● **EXERCISE DATA**
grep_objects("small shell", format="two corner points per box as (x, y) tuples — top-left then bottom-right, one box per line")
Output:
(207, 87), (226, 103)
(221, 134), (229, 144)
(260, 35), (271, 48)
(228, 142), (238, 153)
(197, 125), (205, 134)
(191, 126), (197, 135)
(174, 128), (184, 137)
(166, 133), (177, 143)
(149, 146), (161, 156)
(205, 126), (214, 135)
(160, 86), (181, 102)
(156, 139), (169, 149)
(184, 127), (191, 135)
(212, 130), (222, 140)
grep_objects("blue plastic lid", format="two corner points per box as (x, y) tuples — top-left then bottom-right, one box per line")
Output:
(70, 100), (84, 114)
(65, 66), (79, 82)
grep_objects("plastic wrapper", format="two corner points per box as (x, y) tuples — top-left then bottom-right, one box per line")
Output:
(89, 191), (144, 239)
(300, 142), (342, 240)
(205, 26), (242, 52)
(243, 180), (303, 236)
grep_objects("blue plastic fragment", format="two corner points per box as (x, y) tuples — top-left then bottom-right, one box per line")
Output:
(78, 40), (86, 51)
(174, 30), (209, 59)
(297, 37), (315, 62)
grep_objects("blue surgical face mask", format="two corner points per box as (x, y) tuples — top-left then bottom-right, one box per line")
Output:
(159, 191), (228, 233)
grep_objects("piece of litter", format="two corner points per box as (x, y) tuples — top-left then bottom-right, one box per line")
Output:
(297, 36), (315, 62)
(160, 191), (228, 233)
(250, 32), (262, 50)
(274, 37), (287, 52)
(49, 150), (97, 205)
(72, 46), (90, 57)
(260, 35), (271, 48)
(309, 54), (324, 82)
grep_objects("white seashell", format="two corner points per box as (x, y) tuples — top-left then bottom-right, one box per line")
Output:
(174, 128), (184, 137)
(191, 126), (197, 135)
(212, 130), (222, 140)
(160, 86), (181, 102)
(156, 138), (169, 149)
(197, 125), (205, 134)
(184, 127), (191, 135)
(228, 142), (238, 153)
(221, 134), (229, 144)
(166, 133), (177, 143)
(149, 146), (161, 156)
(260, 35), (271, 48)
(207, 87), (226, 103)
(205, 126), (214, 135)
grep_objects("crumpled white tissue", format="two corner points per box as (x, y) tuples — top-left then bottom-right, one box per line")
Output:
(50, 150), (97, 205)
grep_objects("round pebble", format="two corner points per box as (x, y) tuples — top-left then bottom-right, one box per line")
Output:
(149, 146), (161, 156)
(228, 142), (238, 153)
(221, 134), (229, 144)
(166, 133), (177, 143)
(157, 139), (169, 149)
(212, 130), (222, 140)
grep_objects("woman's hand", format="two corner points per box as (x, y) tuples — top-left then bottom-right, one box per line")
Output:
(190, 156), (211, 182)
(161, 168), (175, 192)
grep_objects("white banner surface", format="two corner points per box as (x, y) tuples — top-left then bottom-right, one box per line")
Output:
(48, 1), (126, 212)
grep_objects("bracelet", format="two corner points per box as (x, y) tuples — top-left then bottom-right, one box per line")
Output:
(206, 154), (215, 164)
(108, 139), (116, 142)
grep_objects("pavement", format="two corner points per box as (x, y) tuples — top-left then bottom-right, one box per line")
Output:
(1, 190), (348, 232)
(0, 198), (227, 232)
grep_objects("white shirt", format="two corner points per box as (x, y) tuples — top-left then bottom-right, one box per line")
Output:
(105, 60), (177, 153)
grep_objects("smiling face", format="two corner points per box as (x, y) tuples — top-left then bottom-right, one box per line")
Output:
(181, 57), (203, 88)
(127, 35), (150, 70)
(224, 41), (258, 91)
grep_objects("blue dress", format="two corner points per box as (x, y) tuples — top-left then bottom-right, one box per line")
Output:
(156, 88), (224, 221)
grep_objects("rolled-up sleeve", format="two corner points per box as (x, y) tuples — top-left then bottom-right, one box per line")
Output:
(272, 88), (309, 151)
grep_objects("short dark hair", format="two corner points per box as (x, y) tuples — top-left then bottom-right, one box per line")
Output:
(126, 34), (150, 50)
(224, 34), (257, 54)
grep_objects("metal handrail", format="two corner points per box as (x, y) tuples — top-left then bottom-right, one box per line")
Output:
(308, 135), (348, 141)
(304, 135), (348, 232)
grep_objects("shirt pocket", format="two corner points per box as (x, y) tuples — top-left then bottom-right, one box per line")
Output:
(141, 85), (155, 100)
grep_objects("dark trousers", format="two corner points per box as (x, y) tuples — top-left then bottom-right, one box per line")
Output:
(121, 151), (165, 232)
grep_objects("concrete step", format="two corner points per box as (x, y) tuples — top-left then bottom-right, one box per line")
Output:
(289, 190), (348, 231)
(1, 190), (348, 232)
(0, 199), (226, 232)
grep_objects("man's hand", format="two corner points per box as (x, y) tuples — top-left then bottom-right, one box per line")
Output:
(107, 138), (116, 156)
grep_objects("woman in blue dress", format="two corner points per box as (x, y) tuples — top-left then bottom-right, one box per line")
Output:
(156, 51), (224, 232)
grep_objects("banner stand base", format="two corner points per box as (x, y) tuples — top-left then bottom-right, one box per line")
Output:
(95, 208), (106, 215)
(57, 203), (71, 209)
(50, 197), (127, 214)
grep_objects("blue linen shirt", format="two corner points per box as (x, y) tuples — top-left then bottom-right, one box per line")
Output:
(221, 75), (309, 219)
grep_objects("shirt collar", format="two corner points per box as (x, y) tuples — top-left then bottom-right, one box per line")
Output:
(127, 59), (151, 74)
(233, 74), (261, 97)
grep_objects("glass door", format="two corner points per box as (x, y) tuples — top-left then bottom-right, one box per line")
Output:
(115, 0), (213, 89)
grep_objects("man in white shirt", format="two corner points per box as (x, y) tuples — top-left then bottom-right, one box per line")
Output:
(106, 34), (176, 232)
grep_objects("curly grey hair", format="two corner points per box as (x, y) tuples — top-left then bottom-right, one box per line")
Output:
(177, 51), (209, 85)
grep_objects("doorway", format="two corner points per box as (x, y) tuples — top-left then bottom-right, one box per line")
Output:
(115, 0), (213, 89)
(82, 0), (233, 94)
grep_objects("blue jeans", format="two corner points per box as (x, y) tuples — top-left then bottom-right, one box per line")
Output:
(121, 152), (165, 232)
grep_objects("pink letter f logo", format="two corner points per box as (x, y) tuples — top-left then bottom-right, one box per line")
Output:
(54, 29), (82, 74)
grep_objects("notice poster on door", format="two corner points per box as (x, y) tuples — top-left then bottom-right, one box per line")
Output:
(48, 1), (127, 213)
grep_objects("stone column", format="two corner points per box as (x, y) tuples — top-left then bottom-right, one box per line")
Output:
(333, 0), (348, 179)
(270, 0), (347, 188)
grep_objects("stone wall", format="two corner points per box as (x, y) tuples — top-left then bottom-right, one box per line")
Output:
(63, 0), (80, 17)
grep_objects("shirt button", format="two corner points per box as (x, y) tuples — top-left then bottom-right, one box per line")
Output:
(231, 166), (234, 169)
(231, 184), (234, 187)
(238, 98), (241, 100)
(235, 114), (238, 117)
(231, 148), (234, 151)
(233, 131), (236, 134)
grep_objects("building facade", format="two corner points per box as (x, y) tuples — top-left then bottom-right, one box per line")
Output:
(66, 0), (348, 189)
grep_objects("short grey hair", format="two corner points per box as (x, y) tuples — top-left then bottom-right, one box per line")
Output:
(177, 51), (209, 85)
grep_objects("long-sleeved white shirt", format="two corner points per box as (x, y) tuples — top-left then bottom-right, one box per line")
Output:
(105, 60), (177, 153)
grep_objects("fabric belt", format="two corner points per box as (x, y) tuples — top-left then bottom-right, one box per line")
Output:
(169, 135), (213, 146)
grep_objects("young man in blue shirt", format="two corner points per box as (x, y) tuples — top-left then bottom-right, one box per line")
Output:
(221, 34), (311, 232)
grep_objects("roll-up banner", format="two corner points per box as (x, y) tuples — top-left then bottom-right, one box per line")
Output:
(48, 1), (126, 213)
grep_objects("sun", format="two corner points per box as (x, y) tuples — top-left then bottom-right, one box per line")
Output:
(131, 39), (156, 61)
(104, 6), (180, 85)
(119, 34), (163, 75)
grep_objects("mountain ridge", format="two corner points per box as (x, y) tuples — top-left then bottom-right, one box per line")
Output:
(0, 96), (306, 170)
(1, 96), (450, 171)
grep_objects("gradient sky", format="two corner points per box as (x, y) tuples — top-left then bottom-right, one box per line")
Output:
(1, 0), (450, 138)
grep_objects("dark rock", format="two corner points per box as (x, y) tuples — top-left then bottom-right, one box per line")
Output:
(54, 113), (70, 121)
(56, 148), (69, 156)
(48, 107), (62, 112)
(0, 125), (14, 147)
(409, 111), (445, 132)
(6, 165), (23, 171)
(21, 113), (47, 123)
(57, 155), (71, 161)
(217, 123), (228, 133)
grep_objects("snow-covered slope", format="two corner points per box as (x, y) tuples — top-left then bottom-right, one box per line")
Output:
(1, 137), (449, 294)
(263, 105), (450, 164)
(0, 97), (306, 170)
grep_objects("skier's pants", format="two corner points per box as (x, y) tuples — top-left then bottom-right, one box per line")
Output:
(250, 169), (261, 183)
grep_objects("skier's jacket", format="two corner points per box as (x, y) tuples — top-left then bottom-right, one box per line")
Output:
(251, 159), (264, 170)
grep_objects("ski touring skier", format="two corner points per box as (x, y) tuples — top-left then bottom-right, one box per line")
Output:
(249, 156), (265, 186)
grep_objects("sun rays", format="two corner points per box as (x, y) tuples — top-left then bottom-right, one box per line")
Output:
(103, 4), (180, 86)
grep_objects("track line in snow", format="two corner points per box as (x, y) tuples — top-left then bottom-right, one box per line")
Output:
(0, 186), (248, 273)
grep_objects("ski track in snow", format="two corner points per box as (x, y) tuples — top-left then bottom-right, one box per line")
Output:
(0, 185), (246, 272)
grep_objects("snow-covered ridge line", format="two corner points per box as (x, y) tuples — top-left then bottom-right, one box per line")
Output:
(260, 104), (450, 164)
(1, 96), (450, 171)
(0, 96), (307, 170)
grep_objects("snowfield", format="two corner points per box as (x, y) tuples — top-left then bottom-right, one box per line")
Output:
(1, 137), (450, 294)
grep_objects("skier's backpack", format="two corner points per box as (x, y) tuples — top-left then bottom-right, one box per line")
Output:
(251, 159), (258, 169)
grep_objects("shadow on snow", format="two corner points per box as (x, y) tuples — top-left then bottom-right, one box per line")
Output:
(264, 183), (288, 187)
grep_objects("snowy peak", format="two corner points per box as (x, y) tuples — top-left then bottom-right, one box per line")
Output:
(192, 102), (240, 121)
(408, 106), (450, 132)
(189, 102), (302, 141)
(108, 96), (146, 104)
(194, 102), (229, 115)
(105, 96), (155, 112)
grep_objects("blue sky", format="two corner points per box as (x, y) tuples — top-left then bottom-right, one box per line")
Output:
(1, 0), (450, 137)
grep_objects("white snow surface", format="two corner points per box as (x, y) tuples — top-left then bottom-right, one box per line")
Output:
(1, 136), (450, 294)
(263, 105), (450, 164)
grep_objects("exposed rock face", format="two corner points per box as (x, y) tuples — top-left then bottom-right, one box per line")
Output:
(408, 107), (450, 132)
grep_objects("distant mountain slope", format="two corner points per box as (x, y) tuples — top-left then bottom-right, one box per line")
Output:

● **TASK DESCRIPTION**
What lines in the material above contain the word "covered"? Copy them out.

● **RESPONSE**
grep_objects("snow-covered slope", format="two corner points per box as (x, y) tuples — top-left then bottom-right, one box per line")
grep_objects("snow-covered ridge line", format="two corner points per box as (x, y) tuples — top-left then bottom-right, one box per line")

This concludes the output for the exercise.